> _WHAT YOU SHOULD DO_: Give back each entry unchanged, minus pictures.

> _RECORDED DATA_:
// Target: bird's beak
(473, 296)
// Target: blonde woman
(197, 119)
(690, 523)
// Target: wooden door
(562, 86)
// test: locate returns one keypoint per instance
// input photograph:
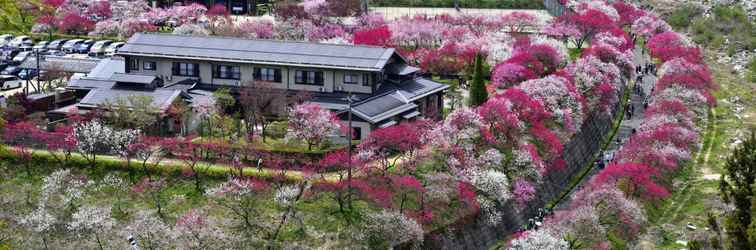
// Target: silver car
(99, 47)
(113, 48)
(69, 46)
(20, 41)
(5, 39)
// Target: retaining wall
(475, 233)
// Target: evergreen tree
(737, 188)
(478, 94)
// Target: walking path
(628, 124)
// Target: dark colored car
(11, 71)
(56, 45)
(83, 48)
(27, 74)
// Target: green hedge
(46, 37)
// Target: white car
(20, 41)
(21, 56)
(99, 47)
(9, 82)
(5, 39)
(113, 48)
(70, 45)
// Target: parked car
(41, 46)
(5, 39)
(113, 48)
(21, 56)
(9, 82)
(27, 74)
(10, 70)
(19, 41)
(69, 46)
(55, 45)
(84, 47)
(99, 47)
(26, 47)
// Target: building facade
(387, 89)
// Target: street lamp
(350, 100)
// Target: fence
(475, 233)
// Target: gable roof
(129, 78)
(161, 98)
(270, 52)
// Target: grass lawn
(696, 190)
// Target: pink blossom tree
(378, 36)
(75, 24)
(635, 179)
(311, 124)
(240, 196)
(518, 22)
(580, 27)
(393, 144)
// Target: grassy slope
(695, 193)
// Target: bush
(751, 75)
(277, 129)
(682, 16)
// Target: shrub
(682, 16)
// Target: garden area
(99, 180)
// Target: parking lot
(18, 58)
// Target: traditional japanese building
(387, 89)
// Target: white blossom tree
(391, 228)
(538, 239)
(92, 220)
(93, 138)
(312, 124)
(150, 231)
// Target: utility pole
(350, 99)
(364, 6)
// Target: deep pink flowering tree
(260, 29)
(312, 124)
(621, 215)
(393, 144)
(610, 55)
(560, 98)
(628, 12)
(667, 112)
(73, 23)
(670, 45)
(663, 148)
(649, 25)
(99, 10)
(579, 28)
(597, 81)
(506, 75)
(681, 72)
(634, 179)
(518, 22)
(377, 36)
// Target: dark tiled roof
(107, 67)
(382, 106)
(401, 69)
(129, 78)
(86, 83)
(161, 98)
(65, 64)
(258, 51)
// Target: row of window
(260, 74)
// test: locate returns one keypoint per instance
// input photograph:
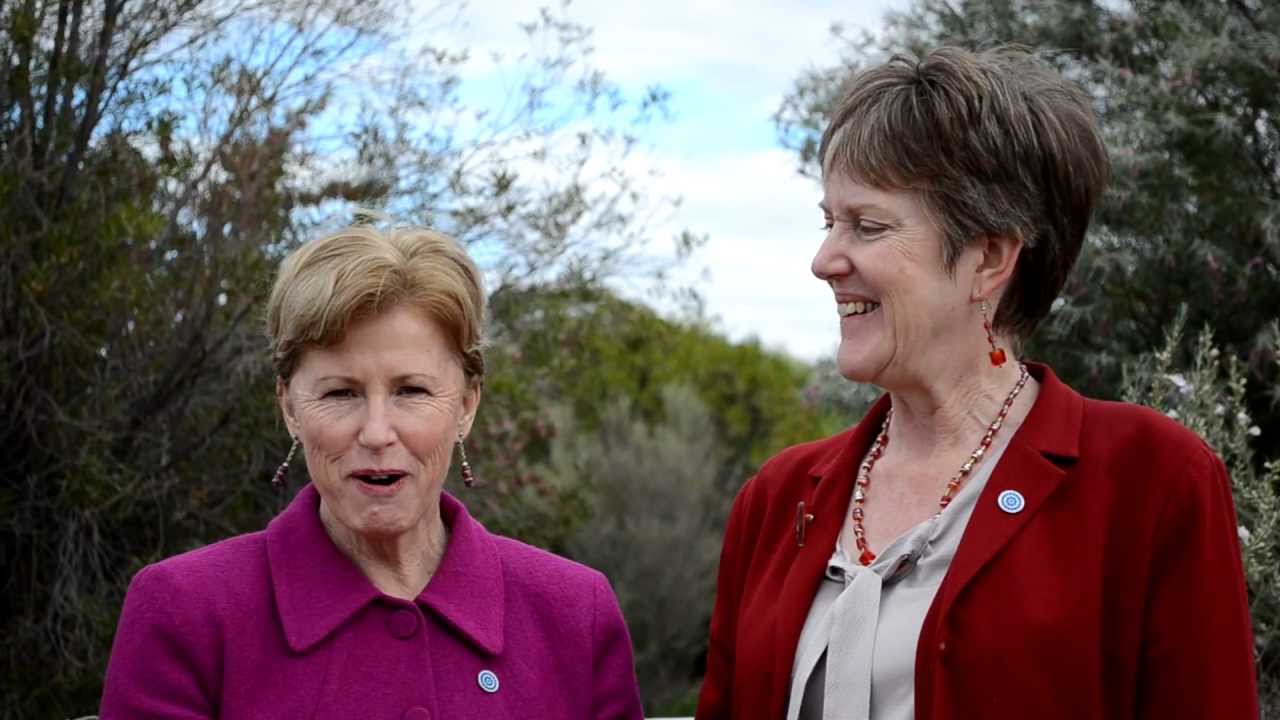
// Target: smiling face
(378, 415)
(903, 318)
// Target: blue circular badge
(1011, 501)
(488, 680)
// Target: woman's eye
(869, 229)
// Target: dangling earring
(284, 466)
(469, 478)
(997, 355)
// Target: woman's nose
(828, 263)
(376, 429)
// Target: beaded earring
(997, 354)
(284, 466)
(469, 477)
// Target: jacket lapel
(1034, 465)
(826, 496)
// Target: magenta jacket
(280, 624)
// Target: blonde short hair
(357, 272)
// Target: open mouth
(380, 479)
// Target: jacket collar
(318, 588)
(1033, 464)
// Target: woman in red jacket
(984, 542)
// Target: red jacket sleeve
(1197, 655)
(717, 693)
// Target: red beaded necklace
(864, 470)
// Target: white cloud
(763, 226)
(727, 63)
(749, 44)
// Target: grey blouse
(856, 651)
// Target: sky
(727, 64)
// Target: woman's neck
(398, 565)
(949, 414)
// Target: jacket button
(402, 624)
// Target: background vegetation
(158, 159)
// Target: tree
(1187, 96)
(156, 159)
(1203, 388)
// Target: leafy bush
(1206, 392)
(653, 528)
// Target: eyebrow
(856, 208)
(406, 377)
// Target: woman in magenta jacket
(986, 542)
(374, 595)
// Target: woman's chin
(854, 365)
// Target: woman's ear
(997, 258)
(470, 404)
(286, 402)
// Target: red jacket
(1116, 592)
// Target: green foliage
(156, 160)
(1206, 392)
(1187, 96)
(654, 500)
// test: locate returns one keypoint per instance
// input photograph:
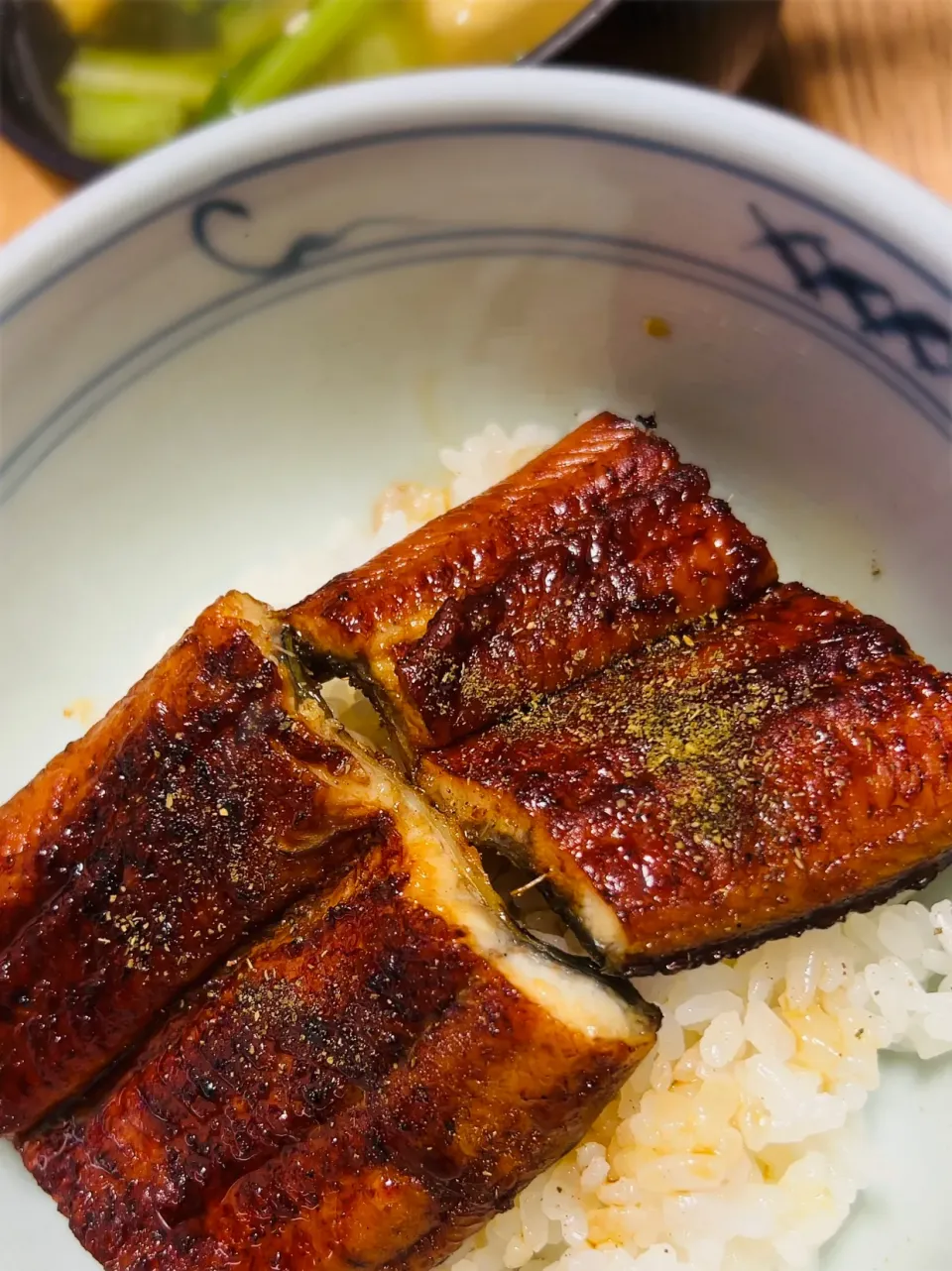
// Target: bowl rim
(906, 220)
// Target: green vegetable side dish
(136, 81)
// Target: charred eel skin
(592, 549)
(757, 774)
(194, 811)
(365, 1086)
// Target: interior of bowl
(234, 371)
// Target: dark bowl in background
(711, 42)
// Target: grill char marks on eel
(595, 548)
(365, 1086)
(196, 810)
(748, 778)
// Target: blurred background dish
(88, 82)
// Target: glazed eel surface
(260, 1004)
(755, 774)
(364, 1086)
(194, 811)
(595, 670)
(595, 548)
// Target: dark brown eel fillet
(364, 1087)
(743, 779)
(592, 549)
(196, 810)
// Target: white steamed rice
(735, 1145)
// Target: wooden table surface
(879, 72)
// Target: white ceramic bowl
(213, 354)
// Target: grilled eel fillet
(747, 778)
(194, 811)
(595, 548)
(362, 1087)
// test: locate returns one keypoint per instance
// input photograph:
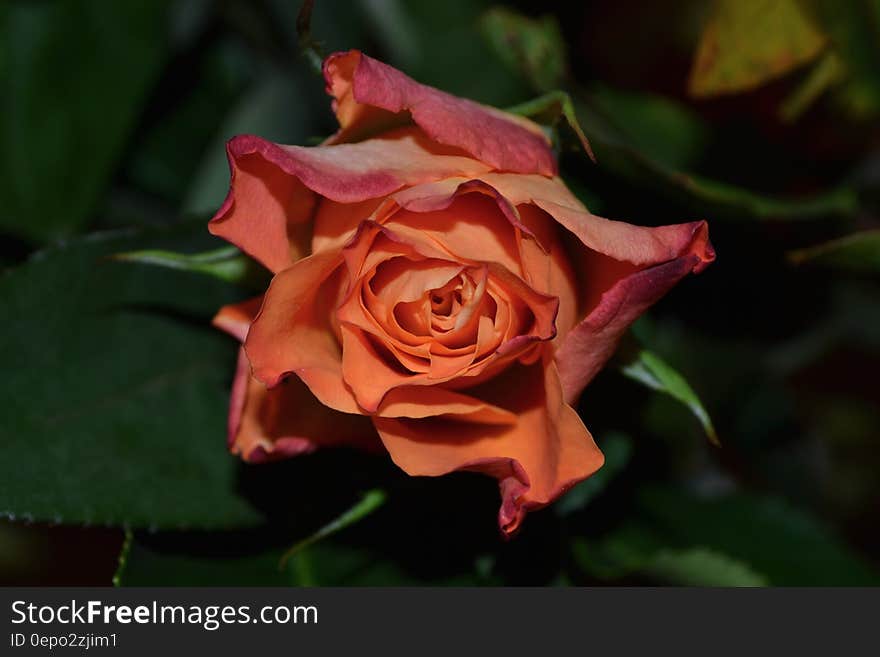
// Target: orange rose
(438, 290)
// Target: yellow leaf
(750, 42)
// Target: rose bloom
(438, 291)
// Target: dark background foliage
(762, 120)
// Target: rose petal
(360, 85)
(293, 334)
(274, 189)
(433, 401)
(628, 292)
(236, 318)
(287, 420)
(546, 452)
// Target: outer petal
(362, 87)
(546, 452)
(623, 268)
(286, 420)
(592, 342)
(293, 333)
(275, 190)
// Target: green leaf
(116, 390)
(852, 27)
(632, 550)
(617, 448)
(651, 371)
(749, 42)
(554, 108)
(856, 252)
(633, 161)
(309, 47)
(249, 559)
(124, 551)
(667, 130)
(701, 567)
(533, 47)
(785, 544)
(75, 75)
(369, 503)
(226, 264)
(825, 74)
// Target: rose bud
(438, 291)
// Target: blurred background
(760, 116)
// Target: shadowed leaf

> _ANSWER AREA_:
// Target: bird's beak
(473, 296)
// Target: blonde woman
(197, 119)
(690, 523)
// Target: wooden door
(562, 86)
// test: locate returns one keypoint per instance
// input photograph:
// Target: silver car
(99, 47)
(113, 48)
(69, 46)
(20, 41)
(5, 39)
// Target: retaining wall
(475, 233)
// Target: evergreen tree
(737, 188)
(478, 94)
// Target: walking path
(628, 124)
// Target: dark colored car
(11, 71)
(56, 45)
(83, 48)
(27, 74)
// Target: green hedge
(46, 37)
// Target: white car
(20, 41)
(21, 56)
(99, 47)
(9, 82)
(5, 39)
(113, 48)
(70, 45)
// Target: parked car
(41, 46)
(5, 39)
(113, 48)
(21, 56)
(9, 82)
(27, 74)
(10, 70)
(19, 41)
(69, 46)
(55, 45)
(84, 47)
(99, 47)
(26, 47)
// Target: building facade
(387, 89)
// Target: street lamp
(350, 100)
// Target: fence
(475, 233)
// Target: gable roof
(129, 78)
(161, 98)
(270, 52)
// Target: grass lawn
(696, 190)
// Target: pink blossom tree
(378, 36)
(75, 24)
(635, 179)
(311, 124)
(240, 196)
(518, 22)
(580, 27)
(393, 144)
// Target: grassy slope
(695, 193)
// Target: bush
(751, 75)
(277, 129)
(682, 16)
// Target: shrub
(682, 16)
// Target: garden area
(99, 180)
// Target: parking lot
(18, 58)
// Target: traditional japanese building
(387, 89)
// Target: white blossom tree
(391, 228)
(538, 239)
(92, 220)
(93, 138)
(312, 124)
(150, 231)
// Target: utility pole
(350, 99)
(364, 6)
// Target: deep pink flowering tree
(260, 29)
(312, 124)
(621, 215)
(393, 144)
(610, 55)
(560, 98)
(628, 12)
(667, 112)
(73, 23)
(670, 45)
(663, 148)
(649, 25)
(99, 10)
(579, 28)
(597, 81)
(506, 75)
(681, 72)
(634, 179)
(518, 22)
(377, 36)
// Target: dark tiled roof
(107, 67)
(382, 106)
(401, 69)
(129, 78)
(86, 83)
(161, 98)
(65, 64)
(258, 51)
// Target: row of window
(260, 74)
// test: locate returns one keypoint per instance
// input photograph:
// Target: smiling face
(378, 415)
(903, 318)
// Target: blue circular badge
(1011, 501)
(488, 680)
// Target: woman's eye
(869, 229)
// Target: dangling earring
(284, 466)
(469, 478)
(997, 355)
// Target: woman's nose
(828, 263)
(376, 429)
// Target: beaded earring
(997, 354)
(284, 466)
(469, 477)
// Target: jacket lapel
(1034, 465)
(826, 496)
// Target: magenta jacket
(280, 624)
// Target: blonde short hair
(357, 272)
// Target: open mouth
(380, 479)
// Target: jacket collar
(318, 588)
(1033, 464)
// Target: woman in red jacket
(984, 542)
// Target: red jacket sleeve
(1197, 655)
(717, 693)
// Target: red beaded necklace
(864, 470)
// Target: white cloud
(763, 226)
(727, 63)
(749, 44)
// Target: grey blouse
(856, 651)
// Target: sky
(727, 64)
// Target: woman's neck
(398, 565)
(949, 414)
// Target: jacket button
(402, 624)
// Target: background vegetation
(158, 159)
// Target: tree
(1187, 96)
(156, 159)
(1203, 388)
// Target: leafy bush
(1206, 392)
(653, 528)
// Target: eyebrow
(856, 208)
(406, 377)
// Target: woman in magenta jacket
(986, 542)
(374, 595)
// Target: woman's chin
(854, 365)
// Target: woman's ear
(997, 258)
(470, 404)
(286, 402)
// Target: red jacket
(1116, 592)
// Target: green foliage
(156, 160)
(1206, 392)
(1187, 96)
(654, 500)
// test: locate returns one keypoint per instance
// input photograph:
// Target: bowl rim
(906, 220)
// Target: green vegetable side dish
(136, 81)
// Target: charred eel skin
(592, 549)
(757, 774)
(194, 811)
(365, 1086)
// Target: interior of bowl
(234, 371)
// Target: dark bowl in background
(711, 42)
// Target: grill char marks on eel
(595, 548)
(365, 1086)
(196, 810)
(748, 778)
// Target: blurred background dish
(88, 82)
// Target: glazed eel surface
(260, 1004)
(755, 774)
(364, 1086)
(194, 811)
(595, 670)
(595, 548)
// Target: dark brown eel fillet
(364, 1087)
(743, 779)
(592, 549)
(196, 810)
// Target: white steamed rice
(735, 1145)
// Target: wooden table surface
(879, 72)
// Target: white ceramic bowl
(213, 354)
// Target: grilled eel fillet
(747, 778)
(194, 811)
(595, 548)
(362, 1087)
// test: locate returns one keypoint per instance
// input photograph:
// Target: orange rose
(438, 290)
// Target: yellow leaf
(750, 42)
// Target: rose bloom
(438, 291)
// Target: dark background foliage
(762, 120)
// Target: rose petal
(360, 85)
(293, 334)
(274, 189)
(433, 401)
(628, 292)
(236, 318)
(287, 420)
(546, 452)
// Target: outer petal
(362, 87)
(546, 452)
(623, 268)
(286, 420)
(592, 342)
(293, 333)
(275, 190)
// Target: green leaf
(116, 390)
(852, 27)
(632, 550)
(617, 448)
(651, 371)
(749, 42)
(554, 108)
(856, 252)
(633, 161)
(309, 47)
(249, 559)
(124, 551)
(667, 130)
(701, 567)
(533, 47)
(785, 544)
(75, 75)
(369, 503)
(226, 264)
(825, 74)
// Target: rose bud
(438, 291)
// Target: blurred background
(760, 116)
// Target: shadowed leaf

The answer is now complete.